In the data below, change "traffic sign" to "road sign" in everything from the line containing "the no entry" down to the line containing "[(735, 331)]", and give back only those lines with nothing else altered.
-- DATASET EXCERPTS start --
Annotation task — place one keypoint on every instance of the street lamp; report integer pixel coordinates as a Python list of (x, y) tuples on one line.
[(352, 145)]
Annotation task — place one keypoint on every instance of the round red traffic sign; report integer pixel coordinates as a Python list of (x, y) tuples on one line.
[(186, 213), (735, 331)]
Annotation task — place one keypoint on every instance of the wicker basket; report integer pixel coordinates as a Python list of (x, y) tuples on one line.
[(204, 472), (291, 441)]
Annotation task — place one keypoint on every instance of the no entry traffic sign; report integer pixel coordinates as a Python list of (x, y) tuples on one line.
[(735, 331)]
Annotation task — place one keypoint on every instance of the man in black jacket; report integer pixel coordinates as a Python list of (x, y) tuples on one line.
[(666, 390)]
-- DATASET EXCERPTS end --
• _EXERCISE RESPONSE_
Annotation task — place one keypoint on every instance of the no entry road sign; report integer pixel coordinates as a Python list of (x, y) tuples on one line.
[(735, 331)]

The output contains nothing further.